Text:
====

In the book there’s a line that says, “…this is the only language acceptable to them”, and you’re referring to the police who are not having a good day in this book, actually they’re having a pretty horrible day. And because of the events of the last year and a half, and even much longer, many people are now beginning to understand the state sponsored violence perpetrated by the police against the Black community.
As you know, the Latinx community is no better off, but it’s filtered through a lens of immigration policy, with Latinx people getting brutalized and criminalized under this false guise of immigration enforcement. This is something that comes up in your book, maybe not outright, but characters like Pedro express their complete mistrust of the police and authorities in general. But I think you get the message across that the Latinx community and the police are not in good standing.
Yeah, I mean this is something that I grew up with, I’ve had family members who were cops, and then I have family members who have been taken into custody just because they were outside at a certain time of day. And so I’ve seen both sides, I’ve witnessed both of those things. And movements like Black Lives Matter were inspiring because so many of them were young Black and brown kids who were at the forefront of fighting against that, and to me, that is historical. It mirrors in many ways what happened in the 1970s, with groups like the Black Panthers. It’s like history repeating itself in the sense that the young people are the ones who are leading, who are at the forefront, who are forcing change, and you can just imagine all the anxiety. My husband is a guidance counselor for a high school here in East LA, and we’re always talking about those kinds of horrible situations, with who are essentially kids having to deal with so much.

====

Information shown:
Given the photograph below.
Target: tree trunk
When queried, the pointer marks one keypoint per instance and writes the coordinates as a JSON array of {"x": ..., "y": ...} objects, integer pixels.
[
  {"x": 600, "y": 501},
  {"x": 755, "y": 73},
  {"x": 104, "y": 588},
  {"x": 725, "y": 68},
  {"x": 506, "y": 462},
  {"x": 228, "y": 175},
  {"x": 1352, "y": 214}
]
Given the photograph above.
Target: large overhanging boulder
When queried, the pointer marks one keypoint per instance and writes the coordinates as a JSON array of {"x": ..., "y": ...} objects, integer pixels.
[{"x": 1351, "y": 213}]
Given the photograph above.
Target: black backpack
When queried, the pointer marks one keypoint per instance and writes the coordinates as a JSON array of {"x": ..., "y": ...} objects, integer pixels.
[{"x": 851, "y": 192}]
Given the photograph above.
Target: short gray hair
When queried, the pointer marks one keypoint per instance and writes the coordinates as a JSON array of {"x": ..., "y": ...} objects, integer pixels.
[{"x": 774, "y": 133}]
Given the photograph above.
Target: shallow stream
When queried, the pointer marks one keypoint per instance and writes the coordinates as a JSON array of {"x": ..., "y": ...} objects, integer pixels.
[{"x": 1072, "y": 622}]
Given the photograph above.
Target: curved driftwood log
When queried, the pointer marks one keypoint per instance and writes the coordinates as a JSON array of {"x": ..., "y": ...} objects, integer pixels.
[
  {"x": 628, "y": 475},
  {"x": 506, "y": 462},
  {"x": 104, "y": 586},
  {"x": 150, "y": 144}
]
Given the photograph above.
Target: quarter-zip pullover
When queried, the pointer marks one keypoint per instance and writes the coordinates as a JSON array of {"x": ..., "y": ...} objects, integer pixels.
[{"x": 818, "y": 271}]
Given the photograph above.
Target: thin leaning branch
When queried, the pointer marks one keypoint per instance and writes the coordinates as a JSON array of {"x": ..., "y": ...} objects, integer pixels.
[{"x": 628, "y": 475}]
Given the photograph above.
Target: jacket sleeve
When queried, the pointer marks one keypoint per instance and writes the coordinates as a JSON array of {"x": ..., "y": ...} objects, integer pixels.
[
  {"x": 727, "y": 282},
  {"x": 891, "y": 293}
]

====

Extract the passage of the interview text starting with "As you know, the" and going on through "in good standing.". The listing has no connection to the interview text.

As you know, the Latinx community is no better off, but it’s filtered through a lens of immigration policy, with Latinx people getting brutalized and criminalized under this false guise of immigration enforcement. This is something that comes up in your book, maybe not outright, but characters like Pedro express their complete mistrust of the police and authorities in general. But I think you get the message across that the Latinx community and the police are not in good standing.